DATA TO USE
-- begin --

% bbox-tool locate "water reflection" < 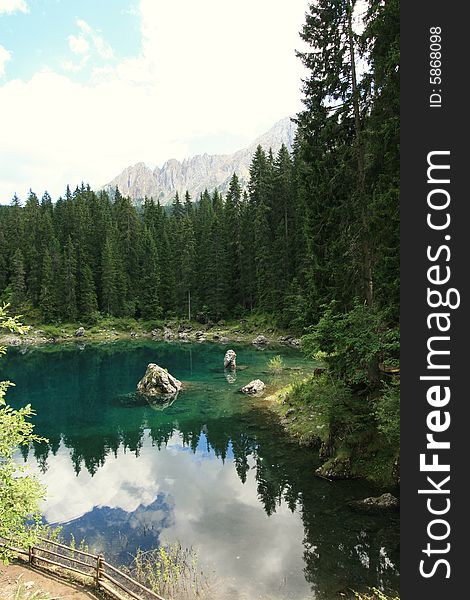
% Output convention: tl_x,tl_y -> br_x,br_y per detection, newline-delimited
7,344 -> 398,600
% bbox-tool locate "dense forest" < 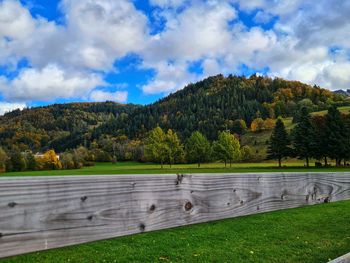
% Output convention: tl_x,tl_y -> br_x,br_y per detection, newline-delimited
0,75 -> 350,173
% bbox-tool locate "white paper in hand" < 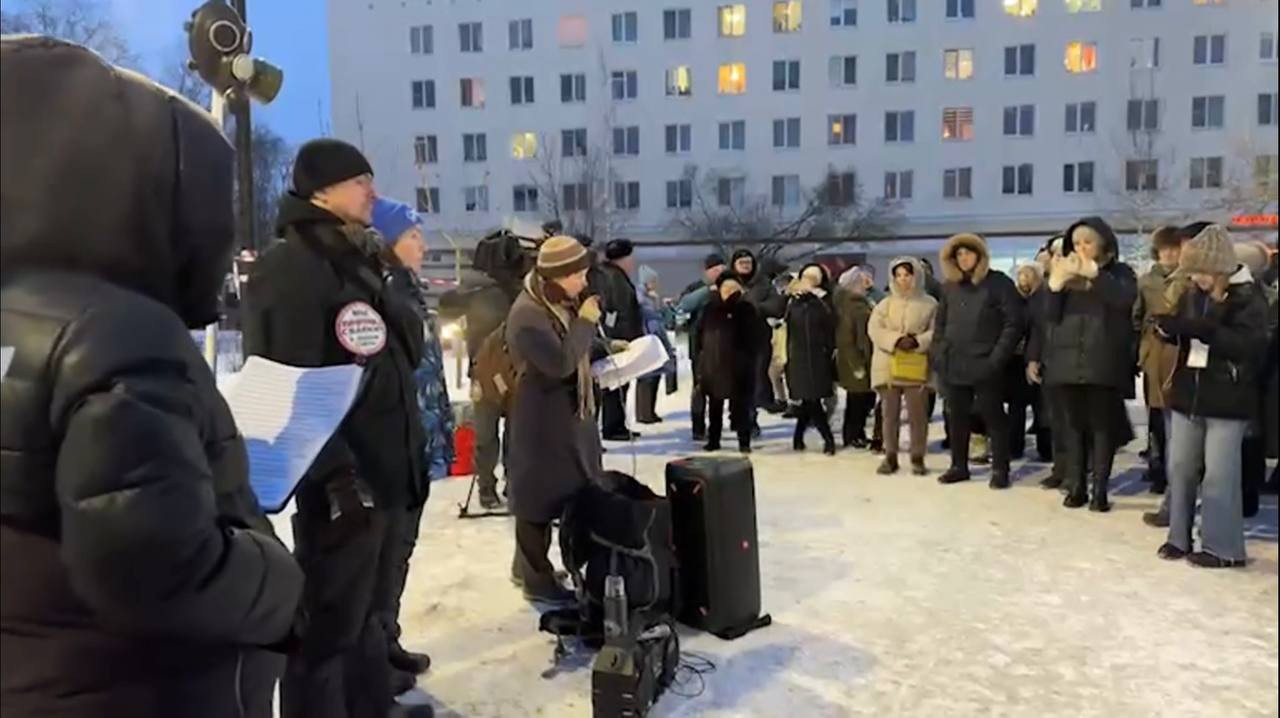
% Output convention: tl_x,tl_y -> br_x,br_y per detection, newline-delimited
591,334 -> 668,389
219,357 -> 362,513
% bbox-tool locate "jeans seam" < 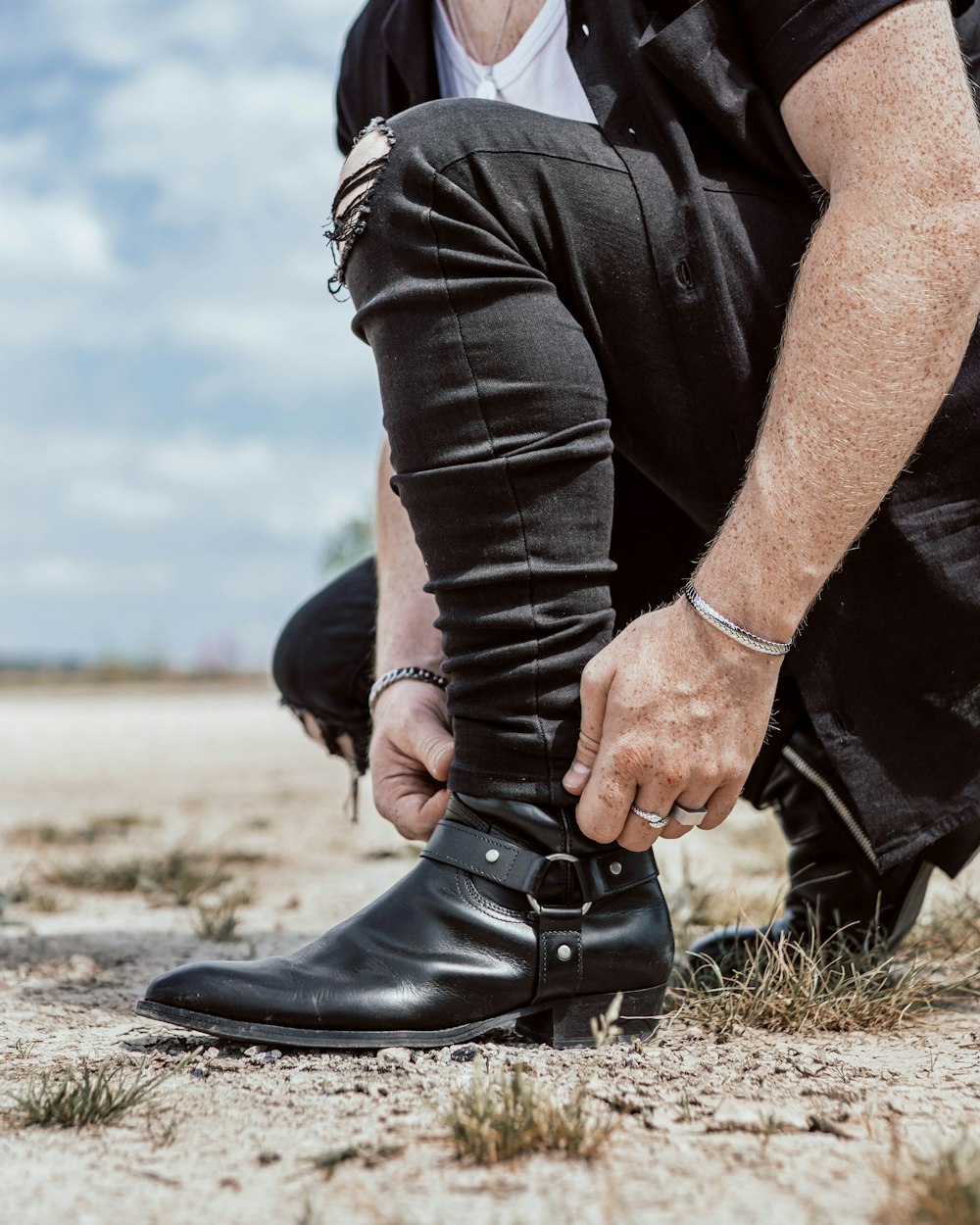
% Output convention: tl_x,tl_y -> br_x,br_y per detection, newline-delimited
427,168 -> 555,788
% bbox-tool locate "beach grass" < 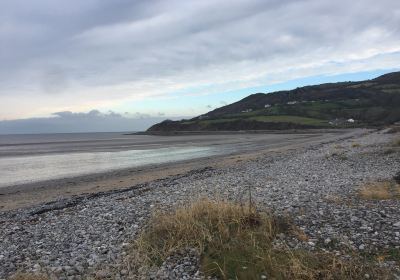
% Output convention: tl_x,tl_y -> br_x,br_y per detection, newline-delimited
131,199 -> 390,280
358,180 -> 400,200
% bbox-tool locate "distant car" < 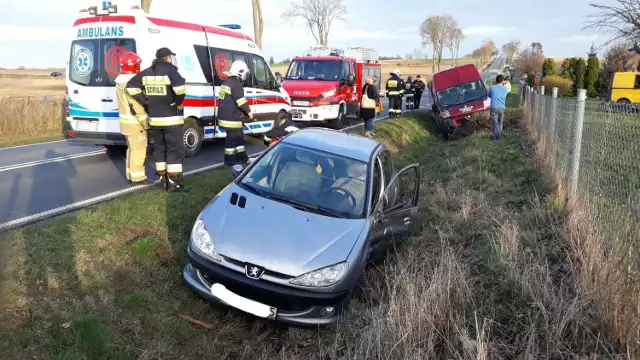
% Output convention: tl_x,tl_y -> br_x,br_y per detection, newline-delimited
183,128 -> 420,326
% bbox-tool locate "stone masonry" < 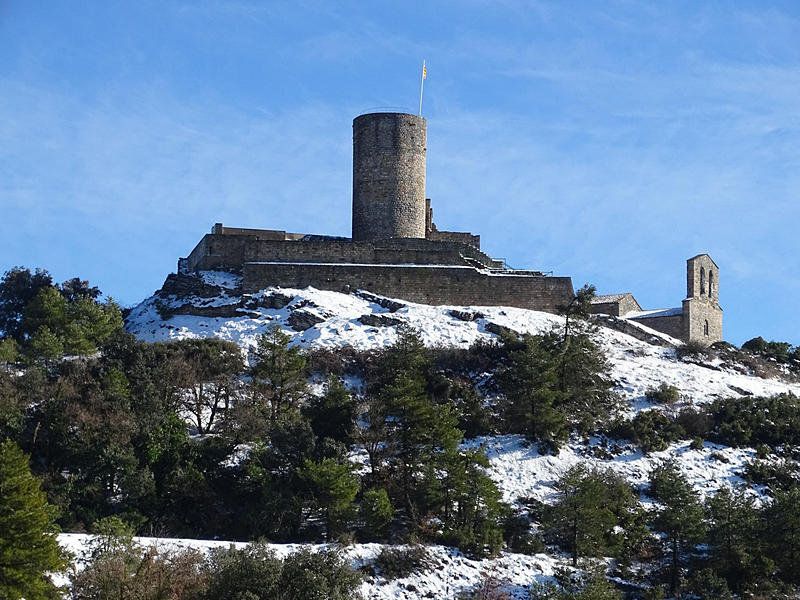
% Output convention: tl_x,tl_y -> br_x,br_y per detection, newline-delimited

-- end --

TASK REQUIREMENTS
Write out every line above as a numbered list, skipping blank lines and omitting the pictures.

THE RESPONSE
1. % bbox-tool locate "water reflection" < 
2. % Output convention: tl_x,tl_y -> br_x,br_y per detection, newline-delimited
3. 7,344 -> 398,600
4. % bbox-tool locate "dense forest" < 
5. % Output convention: tl_x,tl_y -> br_x,br_y per detection, newline-delimited
6. 0,75 -> 350,173
7. % bbox-tool locate "white paper in hand" < 
8. % Output convention: tl_x,tl_y -> br_x,br_y per detection, newline-delimited
9. 591,334 -> 668,389
10. 219,357 -> 362,513
11. % bbox-tool locate "jeans seam" < 
12. % Output convention: tl_x,tl_y -> br_x,br_y per detection, newline-delimited
13. 427,168 -> 555,788
14. % bbox-tool locate "beach grass" < 
15. % Output convention: tl_x,tl_y -> br_x,br_y per detection, newline-delimited
16. 131,199 -> 390,280
17. 358,180 -> 400,200
18. % bbox-tool locate "distant car" < 
19. % Output convention: tl_x,tl_y -> br_x,br_y per detection, newline-delimited
20. 183,128 -> 420,326
21. % bbox-tool locate "stone masonry" < 
22. % Output convention: tl_x,tl_y -> br_x,br_y per detection, newline-delimited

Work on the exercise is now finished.